- EXTRACTED TEXT:
[RFC] Adding a default file location to config file support

I’d like to propose an extension to the config file support. The current behaviour of searching for the config file based off of the command being specified works almost the way we need. The limitation with the current behaviour is that if the user specifies the --config option, clang only reads that file. We have a need on z/OS for an installation to have a “base” config file that is always read in by clang even if the user specifies --config or uses the command name to find the config file. The options specfied in this base config file would be ones that would be needed by any compilation. An example of this for z/OS is the data sets containing the equivalent of libc & libc++. This base config file would be an optional file in the installation directory of clang (eg. install-dir/etc/clang.cfg)

I am proposing adding an extra step before reading the config file that would look for and read this base config file. The option gather process will become:

  1. look for the base config file (install-dir/etc/clang.cfg). If found, read the options.
  2. look for the config file using --config & command name. If found, read the options
  3. get options from the command line.

I’d also like to provide an environment variable so that the base config file doesn’t have to be located in the installation dir. The current thought is to make this environment variable a search path containing one or more directories. I’m proposing the name of the environment variable to be CLANG_CFG_PATH.

I had considered changing clang so multiple --config options can be specified and each file would be read. This would also include the --config option not overriding the command name based file. The only problem with this is it makes a significant change in behaviour that could impact existing usage of the compiler.

This extension seems like something that can be useful on other platforms and would like feedback on adding this for all platforms.

Why do you need to have a “base” configuration for z/OS, can you instead put the defaults you need in the clang driver?

I don’t really like having default config files, because I think it’s confusing for users and it just adds one more variable that developers need to consider when troubleshooting issues. I do think supporting multiple --config options would be useful.

An example of this for z/OS is the data sets containing the equivalent of libc & libc++. This base config file would be an optional file in the installation directory of clang (eg. install-dir/etc/clang.cfg)

Even in this case, it seems to me that users might want to override the base configuration; e.g., to use a modified or alternate set of libc and libc++ files. How would the user bypass the base configuration in that case?

The ability to specify multiple --config options would presumably allow a base configuration file to be added on a target dependent basis; the driver could add such options based on target. I like this approach better.

- DATA PROVIDED:
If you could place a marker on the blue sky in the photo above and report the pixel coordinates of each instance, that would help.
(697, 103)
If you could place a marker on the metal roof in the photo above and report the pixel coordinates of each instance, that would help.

- SET OF TASKS:
**a)** In the config file proposal, what name is suggested for the environment variable that gives the search path for the base config file?
**b)** Please go on with the config file proposal discussion, starting after its last sentence.

- ANSWERS BY TASK:
**a)** CLANG_CFG_PATH

**b)**
How would the base configuration file work when cross compiling?

Base config file facility may be implemented by adding @base_config_file at the beginning of relevant config files. This solution however is not convenient enough, because base_config_file must be specified either by absolute path, or relative to the specified config file. It is because the body of config file is processed by the same procedure that is used to expand response files. It substantially limits config file mechanism.

If location of included config files could be specified more flexibly, it would make config files more useful. I think implementation of environment variable like CLANG_CFG_PATH is a good idea.

The location of the libc/libc++ libraries is done via options. The base config file would have the normal location for the system. The user can also specify those options on the command line. Those options use the last one wins rule so the user option will override the one in the base config file.

I don’t think this base config file would really come into play with cross compiling. The way I would envision cross compiling working is the base config file, if needed, would provide options needed for native or any cross compilation. The user would then use the --config option or use the target dependent config file to specify a config file that provides all of the options needed for cross compilation.

The defaults can’t be put into the clang driver. The problem is that the location of the system libraries can be different for each machine. There is one usual location but that location can be changed by the sys admin while installing the OS. The location is not stored in some well known location so the driver can’t just look it up.

The multiple config file option doesn’t actually solve the problem we have on z/OS. I missed this in the original post, but the multiple config files works fine for one or more --config options and up to one target dependent file. We need this base config file to be read even if the user provides a target dependent config file.

We can actually do both. We can support multiple config files on top of this extension to add the base config file. I’d like to proceed with this proposal as multiple config files doesn’t quite handle what we need and then tackle multiple config files as a separate feature.

Who do you think will be using this feature for z/OS? Will it be OS maintainers building the OS or will it be end users building their own applications?

The people creating these base config file will be the sys admins of customers installing the compiler on the their systems. I can also see anyone who downloads and builds clang for their own use possibly creating the base config files too.

A base config file would need to be created at the time of installing the compiler if the system libraries are not in the usual location. So in general anyone installing the compiler could need to create one of these base config files.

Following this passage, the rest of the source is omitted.